Je laisse de côté les chevaux américains et les selles western. Ces chevaux sont proportionnellement plus longs que les petits chevaux rustiques d'origine européenne (avec l'apport de sang PS dans le QH? je sais pas, je m'y connais pas assez), leurs selles ont été faites pour leurs modèles, donc en général ça colle mieux. Je dis bien en général, quoi que les généralités sont dangereuses et souvent inexactes.

Retour au sujet. Là, je vais revenir sur un événement récent : un ajout que j'ai fait à l'article sur le poids de la selle, où je disais en substance que si le cavalier était en surpoids et qu'on voulait épargner quelques kilos au cheval, il ne servait à rien de vouloir ôter 3 kg à la selle, qui est fixée sur le dos du cheval. Mieux vaut que le cavalier, qui n'est pas forcément très fixe et a son inertie propre, perde lui-même 3 kg. Pour le cheval, le résultat sera plus intéressant. Cet ajout, prononcé à mon habitude de façon lapidaire, a provoqué un tollé chez certaines personnes sensibles du sujet. Je peux m'excuser pour mon manque de tact, je ne vais en revanche pas m'excuser de dire la vérité.

On est dans une société qui a grandi pas mal au cours de ces dernières générations, et surtout, qui grossit de façon exponentielle (la faute à un tas de raisons, si vous voulez des réponses sur le sujet, penchez-vous notamment sur la question des glucides). C'est un fait, et vouloir s'en cacher c'est faire l'autruche. Et donc, les adultes plus grands et surtout plus lourds qu'autrefois qui veulent monter à cheval ont conscience de leur poids, et donc se mettent en recherche de chevaux porteurs. Ils pensent, à raison parfois, à tort d'autres fois, que les petits chevaux courts et trapus sont plus porteurs que les grands chevaux. Sauf que "oui mais". Qui dit cheval court dit "pas la place pour caler une selle assez longue pour le derrière voluptueux". Damn it.

*DONNÉES EXTRAITES*
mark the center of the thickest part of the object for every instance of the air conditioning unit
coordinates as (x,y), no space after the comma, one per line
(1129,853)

...

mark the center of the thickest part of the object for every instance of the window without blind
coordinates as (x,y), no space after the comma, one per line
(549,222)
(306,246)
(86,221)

*CE QUI EST DEMANDÉ*
a) Dans le texte sur les selles, reprenez le passage qui s'ouvre sur les mots contenant « Retour au sujet. » et se ferme sur « dire la vérité. », en renommant partout « le cavalier » en « le randonneur ».
b) D'après le texte sur les selles, quels chevaux les adultes plus lourds jugent-ils plus porteurs que les grands chevaux ?
La liste qui précède constitue un matériel à part, indépendant du texte.

*RÉPONSES DE L'EXERCICE*
a)
Retour au sujet. Là, je vais revenir sur un événement récent : un ajout que j'ai fait à l'article sur le poids de la selle, où je disais en substance que si le randonneur était en surpoids et qu'on voulait épargner quelques kilos au cheval, il ne servait à rien de vouloir ôter 3 kg à la selle, qui est fixée sur le dos du cheval. Mieux vaut que le randonneur, qui n'est pas forcément très fixe et a son inertie propre, perde lui-même 3 kg. Pour le cheval, le résultat sera plus intéressant. Cet ajout, prononcé à mon habitude de façon lapidaire, a provoqué un tollé chez certaines personnes sensibles du sujet. Je peux m'excuser pour mon manque de tact, je ne vais en revanche pas m'excuser de dire la vérité.

b) Les petits chevaux courts et trapus.